- DATASET ENTRIES
┄┄┄┄┄┄
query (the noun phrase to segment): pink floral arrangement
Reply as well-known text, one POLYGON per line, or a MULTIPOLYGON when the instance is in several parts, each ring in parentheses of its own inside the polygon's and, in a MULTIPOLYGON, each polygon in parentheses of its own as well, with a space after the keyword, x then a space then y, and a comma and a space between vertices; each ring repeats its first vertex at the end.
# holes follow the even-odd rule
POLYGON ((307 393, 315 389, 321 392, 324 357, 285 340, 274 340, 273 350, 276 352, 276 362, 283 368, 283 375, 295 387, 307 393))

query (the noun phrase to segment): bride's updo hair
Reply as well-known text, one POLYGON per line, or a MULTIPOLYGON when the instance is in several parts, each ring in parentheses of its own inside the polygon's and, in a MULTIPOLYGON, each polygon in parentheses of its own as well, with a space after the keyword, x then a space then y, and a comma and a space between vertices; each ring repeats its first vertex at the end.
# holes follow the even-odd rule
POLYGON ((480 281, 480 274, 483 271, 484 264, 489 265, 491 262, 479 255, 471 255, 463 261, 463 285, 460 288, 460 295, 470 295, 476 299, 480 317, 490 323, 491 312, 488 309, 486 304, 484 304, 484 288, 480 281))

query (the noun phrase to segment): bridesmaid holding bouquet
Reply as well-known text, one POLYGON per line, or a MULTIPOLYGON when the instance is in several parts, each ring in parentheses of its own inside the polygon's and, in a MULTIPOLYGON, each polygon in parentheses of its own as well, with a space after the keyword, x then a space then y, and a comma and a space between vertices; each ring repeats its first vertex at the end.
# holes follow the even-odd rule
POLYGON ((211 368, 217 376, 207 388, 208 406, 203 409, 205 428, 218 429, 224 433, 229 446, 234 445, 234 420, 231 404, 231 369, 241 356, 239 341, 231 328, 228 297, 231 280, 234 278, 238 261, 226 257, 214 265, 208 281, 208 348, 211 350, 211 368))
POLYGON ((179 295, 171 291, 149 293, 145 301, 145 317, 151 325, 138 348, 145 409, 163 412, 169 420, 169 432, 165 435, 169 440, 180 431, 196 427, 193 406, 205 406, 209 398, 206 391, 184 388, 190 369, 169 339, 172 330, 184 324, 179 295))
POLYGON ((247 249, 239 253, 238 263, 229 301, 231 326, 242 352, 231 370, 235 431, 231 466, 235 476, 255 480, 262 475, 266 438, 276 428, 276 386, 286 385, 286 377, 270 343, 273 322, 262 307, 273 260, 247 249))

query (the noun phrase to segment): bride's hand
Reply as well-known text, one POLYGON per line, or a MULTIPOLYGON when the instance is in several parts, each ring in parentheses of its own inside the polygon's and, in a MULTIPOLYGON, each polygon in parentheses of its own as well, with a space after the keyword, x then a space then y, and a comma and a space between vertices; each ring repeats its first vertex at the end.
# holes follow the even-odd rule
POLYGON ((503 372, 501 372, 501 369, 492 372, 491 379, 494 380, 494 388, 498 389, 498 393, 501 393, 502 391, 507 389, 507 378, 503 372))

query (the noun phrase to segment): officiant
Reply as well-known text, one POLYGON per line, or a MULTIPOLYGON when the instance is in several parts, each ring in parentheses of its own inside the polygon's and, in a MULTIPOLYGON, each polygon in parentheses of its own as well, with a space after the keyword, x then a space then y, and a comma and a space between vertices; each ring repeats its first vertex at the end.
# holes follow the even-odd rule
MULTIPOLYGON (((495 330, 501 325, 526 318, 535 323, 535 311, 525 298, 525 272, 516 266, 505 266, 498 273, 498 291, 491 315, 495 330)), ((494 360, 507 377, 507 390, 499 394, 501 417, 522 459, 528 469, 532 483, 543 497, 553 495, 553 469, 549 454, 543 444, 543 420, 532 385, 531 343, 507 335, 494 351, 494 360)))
┄┄┄┄┄┄
- GIVEN INSTRUCTION
Lay out every line of the items above as a numbered list, leaving out the blank lines.

- TASK RESULT
1. query (the noun phrase to segment): pink floral arrangement
2. Reply as well-known text, one POLYGON per line, or a MULTIPOLYGON when the instance is in several parts, each ring in parentheses of its own inside the polygon's and, in a MULTIPOLYGON, each polygon in parentheses of its own as well, with a space after the keyword, x then a space then y, and a comma and a space between vertices; each ring repeats its first vertex at the end.
3. # holes follow the even-odd rule
4. POLYGON ((307 393, 315 389, 321 392, 324 357, 285 340, 274 340, 273 350, 276 352, 276 362, 283 368, 283 375, 295 387, 307 393))
5. query (the noun phrase to segment): bride's updo hair
6. Reply as well-known text, one POLYGON per line, or a MULTIPOLYGON when the instance is in several parts, each ring in parentheses of its own inside the polygon's and, in a MULTIPOLYGON, each polygon in parentheses of its own as well, with a space after the keyword, x then a space then y, and a comma and a space between vertices; each ring repeats its first vertex at the end.
7. # holes follow the even-odd rule
8. POLYGON ((480 281, 480 274, 483 271, 484 264, 489 265, 491 262, 479 255, 471 255, 463 261, 463 285, 460 288, 460 295, 470 295, 476 299, 480 317, 490 323, 491 312, 488 309, 486 304, 484 304, 484 288, 480 281))
9. query (the noun phrase to segment): bridesmaid holding bouquet
10. Reply as well-known text, one POLYGON per line, or a MULTIPOLYGON when the instance is in several parts, each ring in parentheses of its own inside the polygon's and, in a MULTIPOLYGON, each polygon in parentheses of its own as well, with a space after the keyword, x then a space then y, and a comma and a space between vertices; each ring repeats its first vertex at the end.
11. # holes follow the even-odd rule
12. POLYGON ((211 368, 217 376, 207 388, 208 406, 203 409, 205 428, 218 429, 224 433, 229 446, 234 445, 234 420, 231 404, 231 369, 241 356, 239 341, 231 328, 228 297, 231 280, 234 278, 238 261, 226 257, 214 265, 208 281, 208 348, 211 350, 211 368))
13. POLYGON ((179 295, 171 291, 149 293, 145 301, 145 317, 151 325, 138 348, 145 409, 163 412, 169 420, 169 432, 165 435, 169 440, 180 431, 196 427, 193 406, 205 406, 209 398, 206 391, 184 388, 190 369, 169 339, 172 330, 184 324, 179 295))
14. POLYGON ((247 249, 239 253, 238 263, 229 301, 231 326, 242 352, 231 370, 235 431, 231 466, 235 476, 255 480, 262 475, 266 438, 276 428, 276 386, 286 385, 286 377, 270 343, 273 322, 262 307, 273 260, 247 249))
15. query (the noun phrase to segment): bride's hand
16. Reply as well-known text, one POLYGON per line, or a MULTIPOLYGON when the instance is in several parts, each ring in parentheses of its own inside the polygon's and, in a MULTIPOLYGON, each polygon in parentheses of its own as well, with a space after the keyword, x then a space then y, and a comma and a space between vertices; each ring repeats its first vertex at the end.
17. # holes follow the even-odd rule
18. POLYGON ((503 372, 501 372, 501 369, 492 372, 491 379, 494 380, 494 388, 498 389, 498 393, 501 393, 502 391, 507 389, 507 378, 503 372))
19. query (the noun phrase to segment): officiant
20. Reply as well-known text, one POLYGON per line, or a MULTIPOLYGON when the instance is in several parts, each ring in parentheses of its own inside the polygon's and, in a MULTIPOLYGON, each polygon in parentheses of its own as well, with a space after the keyword, x then a space then y, and a comma and a space between vertices; each ring repeats its first vertex at the end.
21. # holes follow the even-odd rule
22. MULTIPOLYGON (((495 330, 501 325, 526 318, 535 323, 535 311, 525 298, 525 272, 516 266, 505 266, 498 273, 498 291, 491 315, 495 330)), ((494 360, 507 377, 507 390, 499 394, 501 417, 522 459, 528 469, 532 483, 543 497, 553 495, 553 469, 549 454, 543 444, 543 420, 532 385, 531 343, 507 335, 494 351, 494 360)))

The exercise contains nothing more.